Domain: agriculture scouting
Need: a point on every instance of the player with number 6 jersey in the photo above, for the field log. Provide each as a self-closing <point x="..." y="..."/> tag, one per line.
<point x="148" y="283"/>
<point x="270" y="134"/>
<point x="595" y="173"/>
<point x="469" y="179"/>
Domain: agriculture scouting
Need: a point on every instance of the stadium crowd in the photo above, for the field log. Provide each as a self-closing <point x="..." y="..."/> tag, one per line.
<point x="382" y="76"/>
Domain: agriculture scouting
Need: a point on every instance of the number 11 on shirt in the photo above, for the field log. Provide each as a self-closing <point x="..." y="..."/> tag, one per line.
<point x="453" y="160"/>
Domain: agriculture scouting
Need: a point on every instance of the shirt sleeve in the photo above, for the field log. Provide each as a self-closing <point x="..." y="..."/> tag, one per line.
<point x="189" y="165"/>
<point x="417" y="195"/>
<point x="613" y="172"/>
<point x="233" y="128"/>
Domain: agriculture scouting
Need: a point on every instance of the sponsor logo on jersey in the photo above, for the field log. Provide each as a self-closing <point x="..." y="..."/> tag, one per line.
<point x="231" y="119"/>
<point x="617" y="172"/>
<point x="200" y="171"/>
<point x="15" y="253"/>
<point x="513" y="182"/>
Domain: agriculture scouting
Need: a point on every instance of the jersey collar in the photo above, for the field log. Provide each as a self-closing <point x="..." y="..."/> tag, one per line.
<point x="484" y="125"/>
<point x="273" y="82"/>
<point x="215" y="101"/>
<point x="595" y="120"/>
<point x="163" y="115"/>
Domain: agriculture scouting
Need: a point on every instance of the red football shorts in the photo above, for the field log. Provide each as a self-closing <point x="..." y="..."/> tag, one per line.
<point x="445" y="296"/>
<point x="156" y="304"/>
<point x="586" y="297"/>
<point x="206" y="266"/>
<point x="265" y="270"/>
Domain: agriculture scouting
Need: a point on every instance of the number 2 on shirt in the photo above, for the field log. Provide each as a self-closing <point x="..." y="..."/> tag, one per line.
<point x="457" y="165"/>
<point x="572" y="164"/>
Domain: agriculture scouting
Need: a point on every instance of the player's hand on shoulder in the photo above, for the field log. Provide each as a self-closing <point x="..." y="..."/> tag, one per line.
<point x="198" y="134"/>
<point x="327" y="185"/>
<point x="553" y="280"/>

- _Task goal_: Copy out the full set of records precisely, leaving nothing out.

- _Answer to this exercise_:
Domain: agriculture scouting
Need: a point on every instance of the player with number 6 jersey in the photo above, for the field log. Provide each as a self-closing <point x="..." y="..."/> tag, one per line.
<point x="148" y="283"/>
<point x="270" y="134"/>
<point x="595" y="173"/>
<point x="469" y="179"/>
Domain: agriculture scouting
Need: a point on every instance of the stadium crowd in the photo above, for the field log. Provide each as a self-closing <point x="..." y="..."/> tag, one per line.
<point x="382" y="76"/>
Domain: agriculture scouting
Need: a point on every instance of the number 11 on shirt in the photo above, for the field log. Provide each as a self-closing <point x="..." y="..."/> tag, one per line.
<point x="453" y="160"/>
Domain: agriculture scouting
Need: a point on every instance of the shirt sleeve in the photo above, for the field log. Provide each as a self-closing <point x="..." y="..."/> tag, one per line.
<point x="189" y="165"/>
<point x="417" y="195"/>
<point x="613" y="172"/>
<point x="233" y="128"/>
Domain: agriculture scouting
Need: a point on every instance of the sponsor logo on jersey in the photo above, for the field log. Provide each as a self-closing <point x="..." y="..."/> tag, one per line.
<point x="231" y="119"/>
<point x="617" y="172"/>
<point x="200" y="171"/>
<point x="15" y="253"/>
<point x="513" y="182"/>
Domain: agriculture scouting
Need: a point on every instance of the jersey collar in the photo above, for the field log. Provide each as a self-closing <point x="..." y="..."/> tag, one per line.
<point x="484" y="125"/>
<point x="273" y="82"/>
<point x="215" y="101"/>
<point x="595" y="120"/>
<point x="163" y="115"/>
Domain: agriculture scouting
Need: a point on every instance of the red football shorts in the photo above, for the field log. Provide each as a self-closing <point x="..." y="..."/> tag, one per line.
<point x="445" y="296"/>
<point x="156" y="304"/>
<point x="586" y="297"/>
<point x="206" y="266"/>
<point x="265" y="270"/>
Domain: agriculture scouting
Need: a point on every instance of the number 2 on shirt in the photo above, for the field log. Provide each as a self-closing <point x="..." y="..."/> tag, one per line.
<point x="457" y="165"/>
<point x="572" y="164"/>
Domain: agriculture scouting
Need: a point on every instance of the player's hand on shoulder in the photo above, for the field log. Provide each as a self-closing <point x="..." y="..."/> tag, one per line.
<point x="198" y="134"/>
<point x="327" y="185"/>
<point x="553" y="280"/>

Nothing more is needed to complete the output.